Data lines →
** Start **
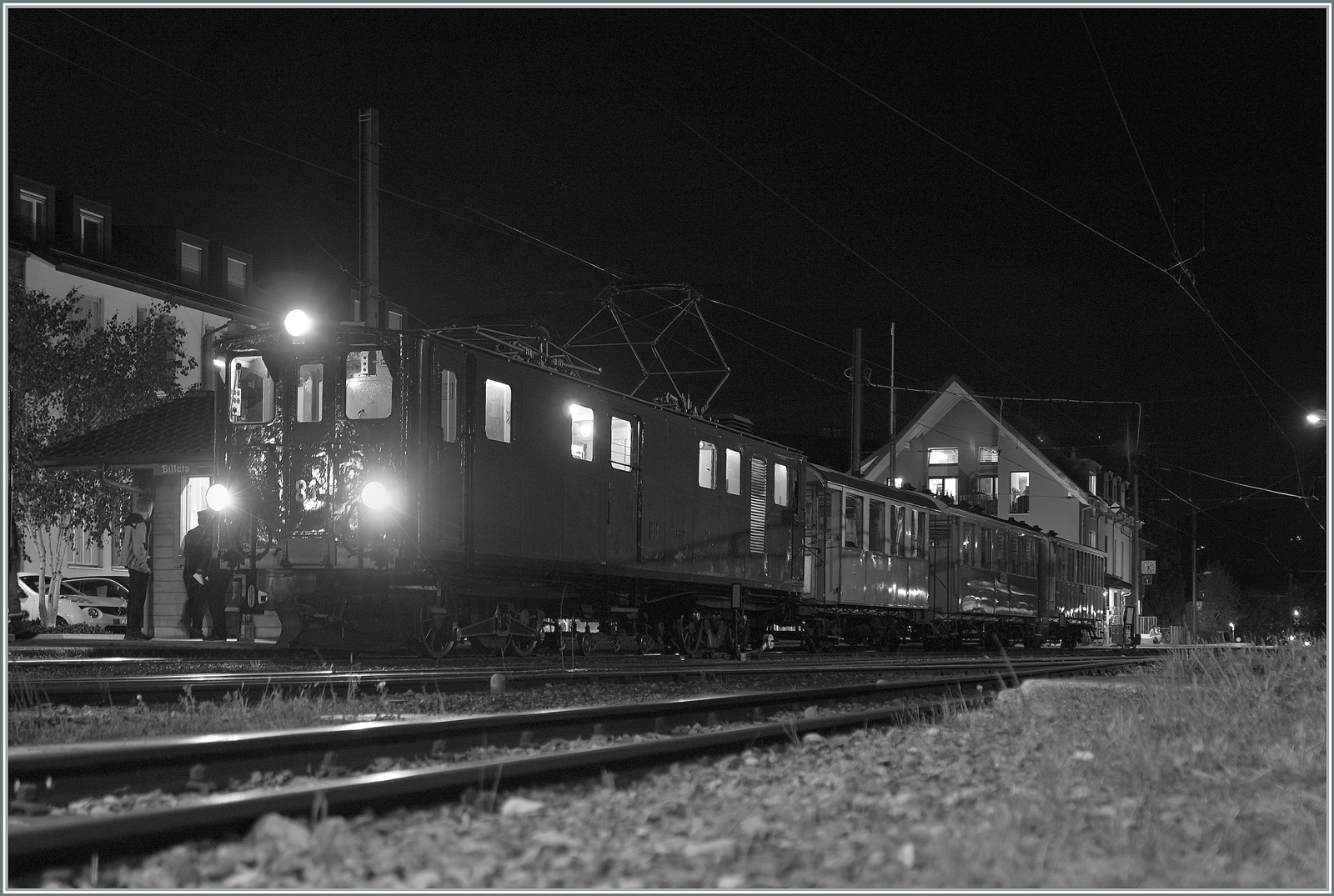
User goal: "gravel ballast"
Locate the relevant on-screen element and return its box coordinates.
[47,672,1326,889]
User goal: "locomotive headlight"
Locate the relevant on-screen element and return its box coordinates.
[204,483,232,511]
[283,308,311,336]
[362,481,389,511]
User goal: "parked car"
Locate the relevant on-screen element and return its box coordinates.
[18,573,129,632]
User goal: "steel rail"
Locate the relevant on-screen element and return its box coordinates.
[8,658,1151,885]
[9,656,1136,707]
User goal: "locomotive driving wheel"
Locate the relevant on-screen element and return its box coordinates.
[414,604,459,660]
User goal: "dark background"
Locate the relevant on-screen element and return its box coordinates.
[7,8,1329,597]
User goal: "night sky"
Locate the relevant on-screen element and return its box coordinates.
[7,8,1329,592]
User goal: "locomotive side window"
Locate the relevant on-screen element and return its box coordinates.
[343,348,394,420]
[487,380,511,442]
[699,442,718,488]
[774,464,792,507]
[723,448,742,494]
[228,355,273,423]
[296,364,324,423]
[611,418,635,469]
[843,492,865,548]
[440,371,459,443]
[569,404,598,461]
[865,498,885,553]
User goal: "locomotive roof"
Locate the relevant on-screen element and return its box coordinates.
[805,464,945,511]
[218,323,809,465]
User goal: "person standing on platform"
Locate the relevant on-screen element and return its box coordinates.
[182,507,218,638]
[118,493,153,641]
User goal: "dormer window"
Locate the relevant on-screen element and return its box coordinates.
[180,243,204,288]
[18,189,47,240]
[78,208,105,258]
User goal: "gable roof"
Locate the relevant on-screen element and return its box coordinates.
[38,389,213,472]
[859,375,1094,504]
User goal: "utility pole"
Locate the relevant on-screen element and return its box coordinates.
[889,323,899,485]
[358,109,389,327]
[850,327,862,476]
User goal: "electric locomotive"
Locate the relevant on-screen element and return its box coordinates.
[211,316,805,658]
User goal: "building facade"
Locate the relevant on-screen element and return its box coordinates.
[860,376,1149,639]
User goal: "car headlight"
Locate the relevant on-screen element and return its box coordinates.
[362,480,389,511]
[204,483,232,511]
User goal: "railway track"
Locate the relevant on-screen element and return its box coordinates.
[9,653,1141,707]
[8,656,1152,885]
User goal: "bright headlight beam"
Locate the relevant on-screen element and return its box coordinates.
[362,481,389,511]
[283,308,311,336]
[207,483,232,511]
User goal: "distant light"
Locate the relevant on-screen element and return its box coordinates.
[283,308,311,336]
[362,481,389,511]
[204,483,232,511]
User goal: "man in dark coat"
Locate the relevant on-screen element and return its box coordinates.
[182,508,232,641]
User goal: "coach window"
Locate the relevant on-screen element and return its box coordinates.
[611,418,635,469]
[569,404,598,461]
[228,355,273,423]
[843,493,865,548]
[440,371,459,443]
[485,380,511,442]
[699,442,718,488]
[865,498,885,553]
[344,348,394,420]
[774,464,792,507]
[723,448,742,494]
[296,364,324,423]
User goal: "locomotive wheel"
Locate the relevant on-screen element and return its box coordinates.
[509,609,547,656]
[414,604,458,660]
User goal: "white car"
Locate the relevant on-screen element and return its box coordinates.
[18,573,129,632]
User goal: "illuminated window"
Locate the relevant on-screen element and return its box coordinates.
[1010,469,1029,513]
[611,418,635,469]
[18,189,47,240]
[343,348,394,420]
[229,355,273,423]
[699,442,718,488]
[487,380,511,442]
[925,476,959,501]
[925,448,959,465]
[569,404,596,461]
[180,243,204,287]
[723,448,742,494]
[440,371,459,443]
[296,364,324,423]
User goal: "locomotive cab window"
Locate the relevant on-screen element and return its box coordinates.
[611,418,635,469]
[296,364,324,423]
[723,448,742,494]
[228,355,273,423]
[699,442,718,488]
[569,404,598,461]
[440,371,459,443]
[485,380,512,442]
[343,348,394,420]
[774,464,791,507]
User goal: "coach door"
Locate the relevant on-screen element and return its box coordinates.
[607,411,643,564]
[432,345,467,551]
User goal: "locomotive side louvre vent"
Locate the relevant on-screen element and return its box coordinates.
[751,458,769,553]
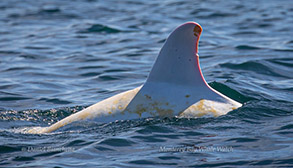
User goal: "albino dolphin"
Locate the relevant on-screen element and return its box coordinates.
[27,22,242,133]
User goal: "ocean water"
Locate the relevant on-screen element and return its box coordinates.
[0,0,293,167]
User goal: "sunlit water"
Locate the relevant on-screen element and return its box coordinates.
[0,0,293,167]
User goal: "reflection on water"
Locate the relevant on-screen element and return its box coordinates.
[0,0,293,167]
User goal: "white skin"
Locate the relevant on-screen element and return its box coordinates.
[26,22,242,133]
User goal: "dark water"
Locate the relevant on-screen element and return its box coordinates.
[0,0,293,167]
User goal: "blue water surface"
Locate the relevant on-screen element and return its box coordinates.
[0,0,293,167]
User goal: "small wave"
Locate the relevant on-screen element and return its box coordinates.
[79,24,122,34]
[235,45,260,50]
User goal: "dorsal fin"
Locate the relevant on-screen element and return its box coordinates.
[126,22,238,117]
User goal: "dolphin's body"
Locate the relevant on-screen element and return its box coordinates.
[28,22,242,133]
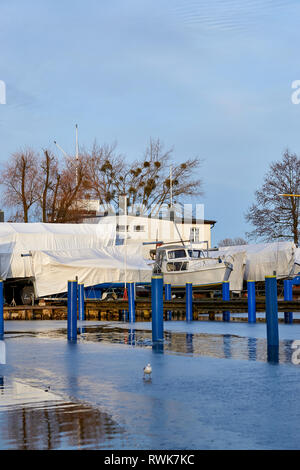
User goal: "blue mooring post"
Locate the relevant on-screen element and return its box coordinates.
[247,281,256,323]
[185,282,193,321]
[128,282,135,323]
[283,279,293,323]
[0,280,4,340]
[222,281,230,321]
[265,276,279,362]
[151,276,164,343]
[165,284,172,320]
[67,281,78,341]
[78,283,85,321]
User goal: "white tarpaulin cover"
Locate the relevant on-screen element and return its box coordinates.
[0,222,116,279]
[32,244,152,297]
[216,242,296,281]
[209,248,247,291]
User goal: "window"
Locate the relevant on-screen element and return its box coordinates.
[168,250,186,259]
[117,224,129,232]
[167,261,189,272]
[134,225,145,232]
[190,227,199,243]
[188,250,205,258]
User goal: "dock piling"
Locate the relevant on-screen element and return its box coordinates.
[78,283,85,321]
[165,284,172,320]
[265,276,279,362]
[247,281,256,323]
[128,282,135,323]
[67,281,78,342]
[151,275,164,342]
[0,280,4,340]
[222,281,230,321]
[283,279,293,323]
[185,282,193,322]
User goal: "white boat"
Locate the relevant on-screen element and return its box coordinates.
[153,244,233,287]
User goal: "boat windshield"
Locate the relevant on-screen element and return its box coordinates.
[168,249,186,259]
[188,250,205,258]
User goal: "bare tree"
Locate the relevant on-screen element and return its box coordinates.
[245,150,300,244]
[82,142,126,209]
[49,152,87,223]
[219,237,248,247]
[1,148,39,222]
[39,150,60,222]
[85,139,202,213]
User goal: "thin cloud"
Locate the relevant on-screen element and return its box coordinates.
[174,0,299,31]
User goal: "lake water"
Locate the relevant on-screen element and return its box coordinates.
[0,321,300,450]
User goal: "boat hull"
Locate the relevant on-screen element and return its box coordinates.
[163,265,231,287]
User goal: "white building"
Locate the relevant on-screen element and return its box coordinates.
[96,215,216,258]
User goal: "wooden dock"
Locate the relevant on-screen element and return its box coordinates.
[4,297,300,321]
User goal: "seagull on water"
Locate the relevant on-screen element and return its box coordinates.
[144,362,152,377]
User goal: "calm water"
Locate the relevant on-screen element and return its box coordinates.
[0,321,300,449]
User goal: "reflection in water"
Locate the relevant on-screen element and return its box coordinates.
[72,324,293,363]
[0,377,124,450]
[248,338,257,361]
[0,403,122,450]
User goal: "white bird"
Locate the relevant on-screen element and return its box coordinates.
[144,362,152,377]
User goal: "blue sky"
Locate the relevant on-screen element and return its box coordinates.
[0,0,300,244]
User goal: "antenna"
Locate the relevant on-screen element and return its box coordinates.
[170,165,173,208]
[75,124,79,186]
[54,140,68,157]
[54,124,79,186]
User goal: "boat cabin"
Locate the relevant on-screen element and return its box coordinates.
[155,245,207,272]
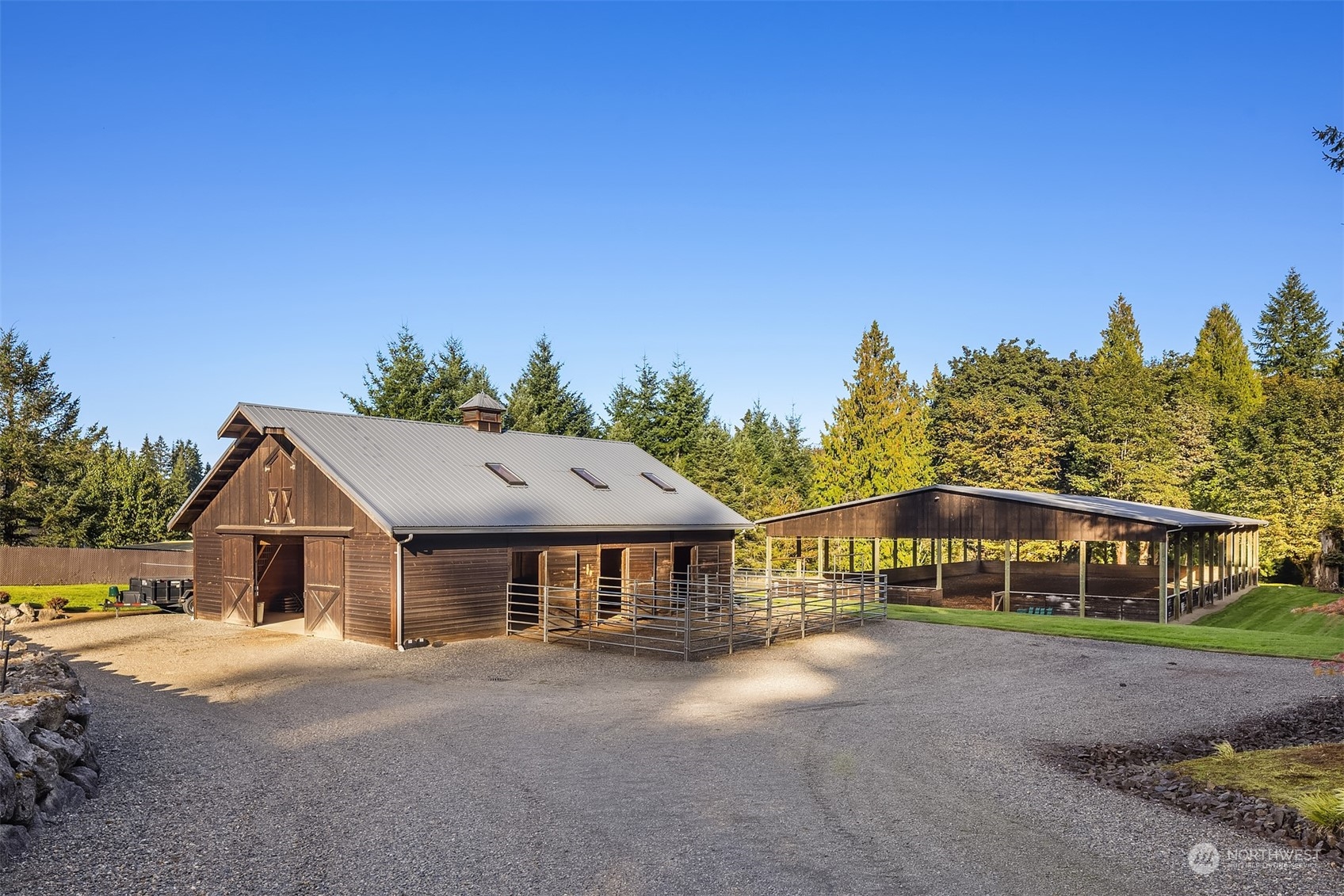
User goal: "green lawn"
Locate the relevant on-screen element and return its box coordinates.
[887,591,1344,660]
[0,585,126,612]
[1192,585,1344,650]
[1170,744,1344,806]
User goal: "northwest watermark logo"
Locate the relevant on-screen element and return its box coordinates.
[1186,844,1223,877]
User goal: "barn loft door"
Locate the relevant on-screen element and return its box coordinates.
[219,535,257,626]
[304,539,346,641]
[265,448,294,525]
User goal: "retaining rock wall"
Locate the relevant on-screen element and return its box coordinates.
[0,641,98,865]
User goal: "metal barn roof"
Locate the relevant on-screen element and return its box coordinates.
[172,404,751,532]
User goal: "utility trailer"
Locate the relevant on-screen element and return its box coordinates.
[121,579,197,616]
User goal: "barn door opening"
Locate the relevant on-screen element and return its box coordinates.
[541,548,580,629]
[597,548,625,620]
[304,539,346,641]
[219,535,257,626]
[508,551,541,626]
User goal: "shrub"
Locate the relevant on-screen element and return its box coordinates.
[1297,787,1344,830]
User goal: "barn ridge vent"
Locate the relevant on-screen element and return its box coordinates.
[457,392,504,433]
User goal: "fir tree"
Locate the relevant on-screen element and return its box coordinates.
[1254,269,1331,376]
[425,337,498,423]
[504,334,595,438]
[1189,303,1265,423]
[342,325,434,421]
[602,357,662,457]
[1312,125,1344,172]
[653,359,709,470]
[813,321,931,504]
[0,328,104,545]
[1066,295,1207,504]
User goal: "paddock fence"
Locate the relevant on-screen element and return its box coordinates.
[506,572,887,660]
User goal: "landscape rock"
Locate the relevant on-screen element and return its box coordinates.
[62,766,98,797]
[32,728,83,774]
[0,716,37,767]
[37,778,85,821]
[0,753,19,819]
[0,644,100,865]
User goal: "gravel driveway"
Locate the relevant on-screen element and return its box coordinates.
[0,616,1344,896]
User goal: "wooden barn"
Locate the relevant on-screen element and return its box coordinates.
[170,395,751,647]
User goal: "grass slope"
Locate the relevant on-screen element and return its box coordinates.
[0,585,126,612]
[1170,744,1344,806]
[887,601,1344,660]
[1192,585,1344,650]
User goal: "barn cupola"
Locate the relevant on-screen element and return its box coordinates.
[457,392,504,433]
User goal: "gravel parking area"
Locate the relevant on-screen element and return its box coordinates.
[0,616,1344,896]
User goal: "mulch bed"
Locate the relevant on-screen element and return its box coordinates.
[1044,697,1344,867]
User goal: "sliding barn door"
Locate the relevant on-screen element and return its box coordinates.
[304,539,346,641]
[219,535,257,626]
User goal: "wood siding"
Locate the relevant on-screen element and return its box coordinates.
[402,547,510,641]
[346,535,396,646]
[193,532,224,622]
[193,435,396,646]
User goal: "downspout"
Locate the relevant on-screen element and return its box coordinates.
[392,532,415,650]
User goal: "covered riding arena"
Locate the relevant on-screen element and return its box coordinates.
** End **
Your goal →
Reproduce the rows word for word, starting at the very first row and ending at the line containing "[7,8,1329,597]", with both ends included. Leave the pictures out.

Exercise solution →
User goal: "gravel ballast"
Locate the relevant on-screen element and return its box coordinates.
[47,672,1326,889]
User goal: "locomotive headlight"
Locate the relevant on-screen element and return its box coordinates.
[204,483,232,511]
[283,308,311,336]
[362,481,389,511]
User goal: "parked car"
Locate the relevant on-screen element and return its box coordinates.
[18,573,129,632]
User goal: "steel rail"
Locate the relevant on-screen element and return its box coordinates.
[8,658,1151,885]
[9,656,1136,707]
User goal: "locomotive driving wheel"
Locate the relevant on-screen element and return its box coordinates.
[414,604,459,660]
User goal: "dark background"
Locate the relevant on-screen element and return its box coordinates.
[7,8,1329,597]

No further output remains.